• **PASSAGE PROVIDED**
Other aspects of Wiley’s process have remained intact, with her poems continuing to serve as a means of intensive self-exploration, which has been the case since she first took a pen to paper as a way to organize her thoughts. (“I live with anxiety and ADHD, so my brain can be kind of loud at times,” Wiley said.) Indeed, Wiley’s creative evolution could be viewed as a consistent shedding of skin, with each verse, poem and collection bringing readers closer to the core of her being.
“There’s this [idea] that poets essentially write about the same three things over and over again, which is not entirely untrue, but you take on more information as you go, and you uncover more about yourself,” said Wiley, who first hit on the potential of her poetic voice when she wrote “Gorgon,” which she termed her first piece “about living in a fat body.” “So you’re going to write about things you’ve already visited, but with this new information. You’re shedding these outer layers, and I still don’t know how deep it goes, to be honest.”
This inward push has remained intact even during COVID-19 and the subsequent civil rights uprising. “Sometimes I struggle writing about the outside world because I don’t want to tell a story that isn’t mine,” Wiley said. “It’s something that is creeping in, because it’s obviously affecting me, but it’s primarily [revealing itself] in smaller ways. Primarily I’ve been digging inward because that’s where I am in my therapy journey and in resolving some past trauma. Also, I’m spending most of my time alone now in a studio apartment with a cat, so I guess you get really introspective.”

• **TASKS TO PERFORM**
• a. Reproduce word for word the stretch of the piece on Wiley's poetry from "Other aspects of" through "of her being.".
• b. According to the piece on Wiley's poetry, which two conditions does Wiley say she lives with?
Rely only on the piece on Wiley's poetry.

(Saved entries)
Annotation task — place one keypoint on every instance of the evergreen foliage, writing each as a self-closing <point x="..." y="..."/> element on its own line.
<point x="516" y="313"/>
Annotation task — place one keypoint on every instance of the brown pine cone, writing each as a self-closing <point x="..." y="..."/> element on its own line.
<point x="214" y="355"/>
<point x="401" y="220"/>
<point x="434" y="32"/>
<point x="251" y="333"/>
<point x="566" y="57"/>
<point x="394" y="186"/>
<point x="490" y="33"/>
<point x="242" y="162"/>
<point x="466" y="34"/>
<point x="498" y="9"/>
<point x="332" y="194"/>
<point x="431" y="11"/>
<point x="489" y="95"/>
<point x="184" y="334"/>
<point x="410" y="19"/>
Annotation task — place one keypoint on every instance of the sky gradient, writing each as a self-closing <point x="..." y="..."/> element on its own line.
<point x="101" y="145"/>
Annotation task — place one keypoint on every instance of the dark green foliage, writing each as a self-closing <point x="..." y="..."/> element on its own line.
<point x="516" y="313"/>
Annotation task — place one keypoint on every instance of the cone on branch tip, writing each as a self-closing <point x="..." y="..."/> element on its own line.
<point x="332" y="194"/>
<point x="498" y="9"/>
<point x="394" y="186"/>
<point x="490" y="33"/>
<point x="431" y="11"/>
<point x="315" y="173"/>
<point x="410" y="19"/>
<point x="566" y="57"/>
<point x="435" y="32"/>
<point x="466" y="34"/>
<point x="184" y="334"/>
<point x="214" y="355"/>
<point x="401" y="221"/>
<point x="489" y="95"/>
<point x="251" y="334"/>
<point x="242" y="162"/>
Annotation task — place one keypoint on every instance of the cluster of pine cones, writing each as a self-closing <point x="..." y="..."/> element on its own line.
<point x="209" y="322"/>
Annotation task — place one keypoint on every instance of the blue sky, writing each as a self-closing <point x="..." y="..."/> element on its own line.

• **YOUR WRITTEN ANSWERS**
• a.
Other aspects of Wiley’s process have remained intact, with her poems continuing to serve as a means of intensive self-exploration, which has been the case since she first took a pen to paper as a way to organize her thoughts. (“I live with anxiety and ADHD, so my brain can be kind of loud at times,” Wiley said.) Indeed, Wiley’s creative evolution could be viewed as a consistent shedding of skin, with each verse, poem and collection bringing readers closer to the core of her being.

• b. Anxiety and ADHD.